___ DOCUMENT SECTION ___

How to correctly create ''slices'' of a column by using indexes of another one, in a DataFrame

Hi all, I have a question regarding how to correctly solve this:

I have a DataFrame that has the following columns:

df.i1 = [[1,2,3,4,5,1,2],[1,2,3,4,5,6,8,10,11],[1,2,3,4,5]]
df.i2 = [[4,2,1],[3,3,3],[1,2,2]]

And I need to generate three new columns, that have the values from df.i1 using the indexes from df.i2, so the result should be something like this: following df.i1, the first slice for the first item should go from 1 to 4, the following one from 4+1 to 4+2, and the last one from 4+2+1 to 4+2+1 (which is also the total length of the sequence, as df.i2 is generated by using the rle function in another column)

df.v1 = [[1,2,3,4],[1,2,3],[1]]

df.v2 = [[5,1],[4,5,6],[2,3]]

df.v3 = [[2],[8,10,11],[4,5]]

So far I tried using something like this:

for i in eachrow(df)

		mi = i.i[1]

		df_a.v1 = [x[1:mi] for x in i.zeros]
		
end

That can be extended to the other two cases, but I am getting the following error:

MethodError: no method matching getindex(::Int64, ::UnitRange{Int64})

Any help is welcome, I suppose that I am on the right track by looping over the rows of the df and trying to generate the slices that way, but I might be wrong.

Thanks!
Cheers.

I’m not sure I understand your description, and I’m on my phone so I can’t check if this works, but maybe

transform!(df, 
    (:i1,:i2) => ((i1, i2) -> [i1[1:i] for i in i2])  => :v3
)

Even if this isn’t quite the solution, maybe it will help you come up with an answer – transform!() is for adding new columns to a dataframe.

The second line does the following steps.

1. Selects input columns
2. Applies an anonymous function to each row of the input columns
3. Saves the output to the final vector name.

Note: You can’t use :v3 in subsequent transformations within the same transform!() call. You need to call it again on df if you want to use :v3 as an input in addition transformations.

Is this what you want?

julia> df
3×2 DataFrame
 Row │ i1                             i2
     │ Array…                         Array…
─────┼──────────────────────────────────────────
   1 │ [1, 2, 3, 4, 5, 1, 2]          [4, 2, 1]
   2 │ [1, 2, 3, 4, 5, 6, 8, 10, 11]  [3, 3, 3]
   3 │ [1, 2, 3, 4, 5]                [1, 2, 2]

julia> function cutv(x,idx)
           ends = cumsum(idx)

___ SUPPLIED DATA ___

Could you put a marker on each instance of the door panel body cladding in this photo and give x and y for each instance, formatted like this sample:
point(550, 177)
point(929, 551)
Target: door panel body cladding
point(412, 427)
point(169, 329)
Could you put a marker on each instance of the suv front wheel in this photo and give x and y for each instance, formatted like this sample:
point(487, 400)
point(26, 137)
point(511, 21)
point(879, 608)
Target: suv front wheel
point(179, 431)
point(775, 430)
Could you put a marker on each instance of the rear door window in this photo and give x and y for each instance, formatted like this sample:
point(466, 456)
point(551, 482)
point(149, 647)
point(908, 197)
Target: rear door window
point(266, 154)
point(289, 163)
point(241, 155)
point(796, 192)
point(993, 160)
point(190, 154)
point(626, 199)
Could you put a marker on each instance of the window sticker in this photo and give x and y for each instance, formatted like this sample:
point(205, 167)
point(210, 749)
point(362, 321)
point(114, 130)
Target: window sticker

___

GOAL OF THE EXERCISE -> According to the forum thread, what is transform!() used for?

RESPONSE TO THIS TASK -> It is used for adding new columns to a dataframe.